§ Set problem
Reproduce the records starting at the line that contains "Mark one point on each instance of the woman's hand" and ending at the end of the records, requests included. Shift every point coordinate in the answers by -90.

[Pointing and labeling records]
########################################
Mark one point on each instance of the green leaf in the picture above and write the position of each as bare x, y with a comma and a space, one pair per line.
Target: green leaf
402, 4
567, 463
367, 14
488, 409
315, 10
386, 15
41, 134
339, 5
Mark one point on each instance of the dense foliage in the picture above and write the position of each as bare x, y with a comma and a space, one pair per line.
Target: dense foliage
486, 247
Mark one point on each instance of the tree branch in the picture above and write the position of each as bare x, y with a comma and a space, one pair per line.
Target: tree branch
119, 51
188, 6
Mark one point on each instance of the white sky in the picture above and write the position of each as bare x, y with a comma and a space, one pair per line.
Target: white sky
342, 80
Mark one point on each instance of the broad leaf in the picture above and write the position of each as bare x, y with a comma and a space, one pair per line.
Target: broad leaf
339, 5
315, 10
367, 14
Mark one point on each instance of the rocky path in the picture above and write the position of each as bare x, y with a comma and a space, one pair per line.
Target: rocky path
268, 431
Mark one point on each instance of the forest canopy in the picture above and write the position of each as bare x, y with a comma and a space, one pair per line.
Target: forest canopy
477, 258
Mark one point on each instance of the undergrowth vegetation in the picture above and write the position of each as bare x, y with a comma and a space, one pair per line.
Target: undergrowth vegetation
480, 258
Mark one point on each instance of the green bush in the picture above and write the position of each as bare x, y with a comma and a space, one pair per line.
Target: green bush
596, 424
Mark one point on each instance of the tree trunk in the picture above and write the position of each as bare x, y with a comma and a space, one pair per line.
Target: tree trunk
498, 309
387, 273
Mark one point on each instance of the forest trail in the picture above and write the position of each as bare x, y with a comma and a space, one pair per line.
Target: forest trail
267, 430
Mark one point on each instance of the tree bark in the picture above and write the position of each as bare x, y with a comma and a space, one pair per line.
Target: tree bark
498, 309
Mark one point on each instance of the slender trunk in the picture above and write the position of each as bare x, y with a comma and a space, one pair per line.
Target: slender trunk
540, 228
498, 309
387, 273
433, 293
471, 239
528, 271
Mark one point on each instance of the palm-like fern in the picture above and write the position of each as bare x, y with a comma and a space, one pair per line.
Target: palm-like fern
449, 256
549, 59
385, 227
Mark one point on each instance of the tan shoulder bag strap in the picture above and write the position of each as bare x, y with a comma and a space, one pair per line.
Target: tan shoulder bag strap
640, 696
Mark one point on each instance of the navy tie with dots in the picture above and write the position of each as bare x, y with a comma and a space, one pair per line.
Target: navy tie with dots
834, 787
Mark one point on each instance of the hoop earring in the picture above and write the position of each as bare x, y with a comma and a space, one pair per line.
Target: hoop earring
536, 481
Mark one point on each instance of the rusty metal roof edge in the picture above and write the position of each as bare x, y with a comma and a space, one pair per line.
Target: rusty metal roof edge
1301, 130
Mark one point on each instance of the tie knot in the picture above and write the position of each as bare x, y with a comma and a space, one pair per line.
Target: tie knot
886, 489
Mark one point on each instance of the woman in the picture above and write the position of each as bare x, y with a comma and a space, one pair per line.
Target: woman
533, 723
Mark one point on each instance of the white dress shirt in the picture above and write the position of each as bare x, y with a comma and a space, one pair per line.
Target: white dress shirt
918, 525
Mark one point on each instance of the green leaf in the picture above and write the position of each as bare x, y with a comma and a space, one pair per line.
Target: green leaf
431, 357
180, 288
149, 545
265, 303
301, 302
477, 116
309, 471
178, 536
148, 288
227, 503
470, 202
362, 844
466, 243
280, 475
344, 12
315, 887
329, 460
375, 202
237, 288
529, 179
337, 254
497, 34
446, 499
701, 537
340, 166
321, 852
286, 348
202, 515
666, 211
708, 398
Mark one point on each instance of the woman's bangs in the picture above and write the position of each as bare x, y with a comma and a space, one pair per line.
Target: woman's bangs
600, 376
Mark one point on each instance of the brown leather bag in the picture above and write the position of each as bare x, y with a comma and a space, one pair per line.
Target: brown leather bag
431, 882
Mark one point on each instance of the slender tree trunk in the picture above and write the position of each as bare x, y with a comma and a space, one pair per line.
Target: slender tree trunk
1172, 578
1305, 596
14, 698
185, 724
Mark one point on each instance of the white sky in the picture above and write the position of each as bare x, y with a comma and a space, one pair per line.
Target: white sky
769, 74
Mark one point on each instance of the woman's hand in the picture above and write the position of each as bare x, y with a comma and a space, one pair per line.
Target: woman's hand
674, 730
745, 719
########################################
§ Solution
Mark one point on each instance of the woman's hand in the picture above and write the position of each as bare x, y with a comma and a space, one pair per line.
Target: woman's hand
584, 640
655, 629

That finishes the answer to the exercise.